> [WHAT TO WORK ON]:
1. Write out the part of the Leucojum vernum text that begins at the words "Leucojum vernum var." and stops after the words "elevations of .".
2. According to the Leucojum vernum text, what award has the species gained?

> [SELECTED EXCERPT]:
# # #
Leucojum vernum var. carpathicum is distinguished by the presence of yellow rather than greenish markings at the tip of each tepal. Sources that distinguish var. vagneri from var. vernum describe it as more vigorous and flowering earlier, with two flowers per scape. It comes true from seed as it does not cross with var. vernum.

==Distribution and habitat==
Leucojum vernum is native to central Europe and parts of southern and western Europe, including Austria, Belgium, the Czech Republic, Slovakia, Germany, Hungary, Poland, Switzerland, France, Italy, Romania, former Yugoslavia and Ukraine. It has become naturalized in other parts of Europe, including Great Britain, the Netherlands and parts of Scandinavia, and in Georgia and Florida in the United States. It is found in damp and shady habitats, including woods, up to elevations of .

==Cultivation==
Leucojum vernum is cultivated as an ornamental plant for its white flowers in spring. It is described as "easy to grow", either in sun or partial shade, particularly in moist soil and in grass. The species has gained the Royal Horticultural Society's Award of Garden Merit.

===Cultivars===
Many cultivars are available, including:
- 'Butter-churn' (L. vernum) – large yellowish flowers, one or two per stem, sometimes two fused together
- 'Eva Habermeier' (L. vernum) – yellow apical marks
- 'Gertrude Wister' (L. v. var. carpathicum) – semi-double
- 'Golden Bell' (L. v. var. carpathicum) – yellow ovary and tepal markings
- 'Green Lantern' (L. v. var. vernum) – vigorous, tepals about one-third green with a sharp apex
- 'Greengotts' (L. v. var. vagneri) – second earliest to flower, large apical green markings
- 'Hoch die Tassen' (L. v. var. vernum) – flowers face upwards (hoch die Tassen means 'raise your glasses')
# # #
> [INPUT DATA]:
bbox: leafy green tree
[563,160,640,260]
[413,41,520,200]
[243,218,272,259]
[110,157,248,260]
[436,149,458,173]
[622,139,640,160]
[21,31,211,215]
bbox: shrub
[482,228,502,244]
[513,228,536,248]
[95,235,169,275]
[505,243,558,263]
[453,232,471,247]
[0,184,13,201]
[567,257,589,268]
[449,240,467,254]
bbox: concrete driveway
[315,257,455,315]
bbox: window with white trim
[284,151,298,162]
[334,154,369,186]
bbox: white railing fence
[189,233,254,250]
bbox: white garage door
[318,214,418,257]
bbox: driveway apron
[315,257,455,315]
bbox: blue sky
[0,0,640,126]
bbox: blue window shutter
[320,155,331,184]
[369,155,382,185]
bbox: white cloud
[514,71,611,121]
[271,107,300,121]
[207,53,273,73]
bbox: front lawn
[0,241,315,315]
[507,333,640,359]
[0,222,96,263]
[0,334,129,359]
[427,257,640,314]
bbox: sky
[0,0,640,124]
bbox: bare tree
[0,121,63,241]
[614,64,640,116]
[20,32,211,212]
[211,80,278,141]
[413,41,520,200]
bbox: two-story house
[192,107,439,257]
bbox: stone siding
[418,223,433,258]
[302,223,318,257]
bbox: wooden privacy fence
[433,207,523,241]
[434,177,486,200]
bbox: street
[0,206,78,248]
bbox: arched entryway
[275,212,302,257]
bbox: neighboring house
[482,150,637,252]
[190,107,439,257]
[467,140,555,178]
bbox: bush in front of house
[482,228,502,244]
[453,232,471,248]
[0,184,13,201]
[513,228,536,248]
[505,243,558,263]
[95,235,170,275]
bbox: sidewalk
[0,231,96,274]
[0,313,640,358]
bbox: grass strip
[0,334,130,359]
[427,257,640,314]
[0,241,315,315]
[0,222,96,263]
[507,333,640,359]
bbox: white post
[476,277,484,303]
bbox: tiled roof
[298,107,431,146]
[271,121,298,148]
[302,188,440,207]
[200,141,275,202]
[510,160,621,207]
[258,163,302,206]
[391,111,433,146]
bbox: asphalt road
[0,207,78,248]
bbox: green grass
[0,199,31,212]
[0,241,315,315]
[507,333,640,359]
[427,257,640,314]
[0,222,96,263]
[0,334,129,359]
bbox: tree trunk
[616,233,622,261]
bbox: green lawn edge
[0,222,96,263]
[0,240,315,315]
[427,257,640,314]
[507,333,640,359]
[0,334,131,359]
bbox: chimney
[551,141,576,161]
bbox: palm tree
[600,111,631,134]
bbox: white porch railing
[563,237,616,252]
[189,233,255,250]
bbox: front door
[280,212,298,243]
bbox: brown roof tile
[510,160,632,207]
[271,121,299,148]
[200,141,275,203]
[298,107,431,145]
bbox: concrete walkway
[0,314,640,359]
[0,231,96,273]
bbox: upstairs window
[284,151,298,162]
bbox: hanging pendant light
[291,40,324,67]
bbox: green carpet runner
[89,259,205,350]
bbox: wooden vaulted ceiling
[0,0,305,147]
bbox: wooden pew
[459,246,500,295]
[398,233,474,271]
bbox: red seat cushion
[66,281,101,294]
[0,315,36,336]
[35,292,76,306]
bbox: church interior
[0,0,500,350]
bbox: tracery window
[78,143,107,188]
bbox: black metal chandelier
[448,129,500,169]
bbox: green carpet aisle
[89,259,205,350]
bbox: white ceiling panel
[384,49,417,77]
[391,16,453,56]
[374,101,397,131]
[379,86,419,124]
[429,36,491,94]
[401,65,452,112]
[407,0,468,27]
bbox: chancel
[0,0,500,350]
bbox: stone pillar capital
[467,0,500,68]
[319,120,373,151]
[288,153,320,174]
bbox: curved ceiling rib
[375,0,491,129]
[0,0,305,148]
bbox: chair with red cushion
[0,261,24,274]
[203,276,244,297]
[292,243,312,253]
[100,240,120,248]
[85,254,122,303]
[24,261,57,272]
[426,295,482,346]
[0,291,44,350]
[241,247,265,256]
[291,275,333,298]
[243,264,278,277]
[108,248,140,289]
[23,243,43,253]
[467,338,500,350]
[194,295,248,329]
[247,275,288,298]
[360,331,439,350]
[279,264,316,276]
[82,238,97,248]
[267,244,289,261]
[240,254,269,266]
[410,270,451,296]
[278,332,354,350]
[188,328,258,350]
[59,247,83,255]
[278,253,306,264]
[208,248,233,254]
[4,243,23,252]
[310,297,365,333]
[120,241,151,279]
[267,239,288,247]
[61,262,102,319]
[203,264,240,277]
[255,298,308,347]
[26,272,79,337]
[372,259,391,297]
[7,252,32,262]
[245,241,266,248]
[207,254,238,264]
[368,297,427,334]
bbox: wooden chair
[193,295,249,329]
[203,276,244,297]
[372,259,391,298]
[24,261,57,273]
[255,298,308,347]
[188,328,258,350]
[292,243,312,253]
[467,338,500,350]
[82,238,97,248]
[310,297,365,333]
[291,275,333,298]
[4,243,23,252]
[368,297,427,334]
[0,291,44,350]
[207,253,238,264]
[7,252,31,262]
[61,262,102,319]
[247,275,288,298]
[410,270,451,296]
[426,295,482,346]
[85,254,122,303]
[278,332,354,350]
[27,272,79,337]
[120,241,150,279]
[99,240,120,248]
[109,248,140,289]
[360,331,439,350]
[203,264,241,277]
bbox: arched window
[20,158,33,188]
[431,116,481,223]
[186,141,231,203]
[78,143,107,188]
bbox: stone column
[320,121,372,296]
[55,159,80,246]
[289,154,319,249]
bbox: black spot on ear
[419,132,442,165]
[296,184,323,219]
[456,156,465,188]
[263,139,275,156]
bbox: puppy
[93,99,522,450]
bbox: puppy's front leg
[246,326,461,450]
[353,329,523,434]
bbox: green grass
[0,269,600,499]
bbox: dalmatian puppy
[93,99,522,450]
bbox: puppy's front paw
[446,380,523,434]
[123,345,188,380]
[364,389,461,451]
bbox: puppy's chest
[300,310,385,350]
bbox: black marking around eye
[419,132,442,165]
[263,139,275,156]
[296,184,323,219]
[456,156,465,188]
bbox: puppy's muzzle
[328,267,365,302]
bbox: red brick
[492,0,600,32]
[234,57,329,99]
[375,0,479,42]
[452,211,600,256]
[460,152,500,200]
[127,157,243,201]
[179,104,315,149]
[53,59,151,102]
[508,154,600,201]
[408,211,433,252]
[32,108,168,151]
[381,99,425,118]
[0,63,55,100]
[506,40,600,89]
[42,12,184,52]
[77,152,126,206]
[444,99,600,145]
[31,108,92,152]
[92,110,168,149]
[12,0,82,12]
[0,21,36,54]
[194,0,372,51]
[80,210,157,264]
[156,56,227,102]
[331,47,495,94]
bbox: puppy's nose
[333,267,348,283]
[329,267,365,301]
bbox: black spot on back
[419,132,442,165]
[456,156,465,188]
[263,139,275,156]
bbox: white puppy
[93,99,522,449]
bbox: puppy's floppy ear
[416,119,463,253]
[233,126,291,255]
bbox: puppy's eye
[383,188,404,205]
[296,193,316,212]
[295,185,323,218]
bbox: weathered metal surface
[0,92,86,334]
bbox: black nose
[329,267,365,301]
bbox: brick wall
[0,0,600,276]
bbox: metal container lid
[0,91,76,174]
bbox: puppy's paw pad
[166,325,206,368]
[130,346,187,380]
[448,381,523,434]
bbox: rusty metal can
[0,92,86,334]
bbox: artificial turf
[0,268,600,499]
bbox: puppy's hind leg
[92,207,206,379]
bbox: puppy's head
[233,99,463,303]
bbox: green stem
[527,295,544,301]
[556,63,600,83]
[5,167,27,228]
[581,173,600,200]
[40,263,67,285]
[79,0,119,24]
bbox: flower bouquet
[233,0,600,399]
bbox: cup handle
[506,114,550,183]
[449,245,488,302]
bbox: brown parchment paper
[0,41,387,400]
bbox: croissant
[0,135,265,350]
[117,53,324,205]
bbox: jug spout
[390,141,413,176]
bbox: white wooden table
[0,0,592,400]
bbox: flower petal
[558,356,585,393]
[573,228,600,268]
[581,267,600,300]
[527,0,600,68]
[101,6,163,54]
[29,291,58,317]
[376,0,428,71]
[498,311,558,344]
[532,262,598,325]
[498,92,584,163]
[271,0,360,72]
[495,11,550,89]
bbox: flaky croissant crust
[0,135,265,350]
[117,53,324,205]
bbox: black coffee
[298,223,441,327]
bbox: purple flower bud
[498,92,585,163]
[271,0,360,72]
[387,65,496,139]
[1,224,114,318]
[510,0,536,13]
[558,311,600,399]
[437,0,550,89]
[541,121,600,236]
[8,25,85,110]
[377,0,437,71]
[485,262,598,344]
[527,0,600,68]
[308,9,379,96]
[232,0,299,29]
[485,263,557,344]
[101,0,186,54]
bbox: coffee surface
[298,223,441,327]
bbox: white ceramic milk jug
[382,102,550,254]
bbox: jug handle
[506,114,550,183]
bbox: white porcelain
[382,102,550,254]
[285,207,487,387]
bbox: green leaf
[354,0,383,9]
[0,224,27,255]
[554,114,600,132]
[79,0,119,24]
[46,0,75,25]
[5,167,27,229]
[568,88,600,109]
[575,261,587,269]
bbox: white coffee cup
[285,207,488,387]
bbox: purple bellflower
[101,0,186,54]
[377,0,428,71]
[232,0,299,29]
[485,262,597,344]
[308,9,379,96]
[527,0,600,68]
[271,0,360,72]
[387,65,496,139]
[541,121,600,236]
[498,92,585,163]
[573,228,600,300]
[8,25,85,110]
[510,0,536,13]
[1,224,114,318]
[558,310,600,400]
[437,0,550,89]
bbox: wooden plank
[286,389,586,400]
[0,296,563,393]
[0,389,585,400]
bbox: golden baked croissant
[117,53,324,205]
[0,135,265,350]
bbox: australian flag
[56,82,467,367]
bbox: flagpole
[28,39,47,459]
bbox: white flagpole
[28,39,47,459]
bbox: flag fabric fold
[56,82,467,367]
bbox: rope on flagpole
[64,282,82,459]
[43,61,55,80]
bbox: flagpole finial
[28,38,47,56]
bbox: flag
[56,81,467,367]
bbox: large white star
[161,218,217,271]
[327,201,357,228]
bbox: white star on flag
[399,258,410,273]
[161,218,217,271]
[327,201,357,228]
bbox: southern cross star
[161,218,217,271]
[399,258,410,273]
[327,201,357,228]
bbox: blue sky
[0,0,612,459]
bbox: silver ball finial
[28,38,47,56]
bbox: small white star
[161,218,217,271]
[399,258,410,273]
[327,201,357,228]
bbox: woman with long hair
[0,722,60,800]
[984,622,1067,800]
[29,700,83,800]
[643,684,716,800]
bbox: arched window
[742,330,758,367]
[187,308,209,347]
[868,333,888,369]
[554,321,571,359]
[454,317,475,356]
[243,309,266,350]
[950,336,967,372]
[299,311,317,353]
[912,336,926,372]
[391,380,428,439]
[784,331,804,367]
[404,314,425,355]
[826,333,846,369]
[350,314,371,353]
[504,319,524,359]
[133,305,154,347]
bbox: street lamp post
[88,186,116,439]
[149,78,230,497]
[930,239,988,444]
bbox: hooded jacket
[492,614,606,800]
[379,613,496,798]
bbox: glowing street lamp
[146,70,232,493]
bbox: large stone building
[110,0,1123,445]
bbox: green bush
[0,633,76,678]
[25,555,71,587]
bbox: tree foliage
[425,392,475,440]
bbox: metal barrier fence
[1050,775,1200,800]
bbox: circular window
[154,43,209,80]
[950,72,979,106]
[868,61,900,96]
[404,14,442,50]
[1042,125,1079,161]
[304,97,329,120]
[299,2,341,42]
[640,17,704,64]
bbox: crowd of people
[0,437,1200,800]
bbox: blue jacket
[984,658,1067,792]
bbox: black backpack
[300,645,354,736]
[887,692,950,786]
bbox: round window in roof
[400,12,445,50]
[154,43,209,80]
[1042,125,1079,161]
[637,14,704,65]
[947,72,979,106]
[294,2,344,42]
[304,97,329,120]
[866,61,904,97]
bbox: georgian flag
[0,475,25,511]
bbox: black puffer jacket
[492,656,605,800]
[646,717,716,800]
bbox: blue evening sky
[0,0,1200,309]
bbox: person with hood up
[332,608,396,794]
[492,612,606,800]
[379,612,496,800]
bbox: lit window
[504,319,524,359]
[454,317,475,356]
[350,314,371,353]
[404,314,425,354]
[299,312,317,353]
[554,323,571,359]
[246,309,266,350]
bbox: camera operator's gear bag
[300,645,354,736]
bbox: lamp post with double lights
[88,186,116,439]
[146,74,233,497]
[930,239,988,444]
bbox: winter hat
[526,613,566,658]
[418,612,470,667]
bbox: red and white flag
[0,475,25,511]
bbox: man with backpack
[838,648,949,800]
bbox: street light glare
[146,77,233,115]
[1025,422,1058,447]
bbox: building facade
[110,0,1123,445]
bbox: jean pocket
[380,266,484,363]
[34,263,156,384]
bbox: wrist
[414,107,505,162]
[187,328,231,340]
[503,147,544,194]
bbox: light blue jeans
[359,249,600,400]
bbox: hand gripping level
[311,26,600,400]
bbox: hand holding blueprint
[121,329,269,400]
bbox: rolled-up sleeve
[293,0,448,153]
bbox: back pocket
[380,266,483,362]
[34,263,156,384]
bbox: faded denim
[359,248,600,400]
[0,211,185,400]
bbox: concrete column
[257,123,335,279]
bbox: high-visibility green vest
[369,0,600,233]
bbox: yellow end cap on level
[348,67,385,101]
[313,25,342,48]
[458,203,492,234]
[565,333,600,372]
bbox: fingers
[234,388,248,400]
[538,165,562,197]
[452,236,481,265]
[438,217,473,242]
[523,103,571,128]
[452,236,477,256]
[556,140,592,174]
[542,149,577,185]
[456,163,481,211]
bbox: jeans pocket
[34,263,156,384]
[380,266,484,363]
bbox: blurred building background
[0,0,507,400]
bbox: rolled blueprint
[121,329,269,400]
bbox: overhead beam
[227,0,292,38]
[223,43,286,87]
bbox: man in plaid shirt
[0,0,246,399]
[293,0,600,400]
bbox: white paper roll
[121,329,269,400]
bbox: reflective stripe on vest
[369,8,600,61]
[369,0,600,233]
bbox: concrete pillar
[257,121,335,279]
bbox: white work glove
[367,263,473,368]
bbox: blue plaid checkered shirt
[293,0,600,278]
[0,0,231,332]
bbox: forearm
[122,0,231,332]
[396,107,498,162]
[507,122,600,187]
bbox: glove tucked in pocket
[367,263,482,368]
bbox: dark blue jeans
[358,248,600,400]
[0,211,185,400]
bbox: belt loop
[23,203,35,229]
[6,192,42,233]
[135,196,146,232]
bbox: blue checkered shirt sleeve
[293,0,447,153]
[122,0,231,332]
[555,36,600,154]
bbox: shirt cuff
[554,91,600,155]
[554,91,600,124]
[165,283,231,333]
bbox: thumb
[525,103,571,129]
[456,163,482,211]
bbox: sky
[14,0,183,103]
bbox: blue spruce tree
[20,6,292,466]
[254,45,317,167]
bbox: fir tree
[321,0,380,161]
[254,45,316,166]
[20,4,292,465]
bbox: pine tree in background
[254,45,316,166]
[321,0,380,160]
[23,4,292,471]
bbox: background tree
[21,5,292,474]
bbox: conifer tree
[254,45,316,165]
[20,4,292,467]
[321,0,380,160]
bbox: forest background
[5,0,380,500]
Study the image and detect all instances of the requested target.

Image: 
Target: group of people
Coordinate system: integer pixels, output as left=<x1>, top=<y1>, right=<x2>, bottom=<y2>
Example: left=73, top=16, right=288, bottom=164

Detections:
# # #
> [RESPONSES PER TASK]:
1.
Leucojum vernum var. carpathicum is distinguished by the presence of yellow rather than greenish markings at the tip of each tepal. Sources that distinguish var. vagneri from var. vernum describe it as more vigorous and flowering earlier, with two flowers per scape. It comes true from seed as it does not cross with var. vernum.

==Distribution and habitat==
Leucojum vernum is native to central Europe and parts of southern and western Europe, including Austria, Belgium, the Czech Republic, Slovakia, Germany, Hungary, Poland, Switzerland, France, Italy, Romania, former Yugoslavia and Ukraine. It has become naturalized in other parts of Europe, including Great Britain, the Netherlands and parts of Scandinavia, and in Georgia and Florida in the United States. It is found in damp and shady habitats, including woods, up to elevations of .

2. The Royal Horticultural Society's Award of Garden Merit.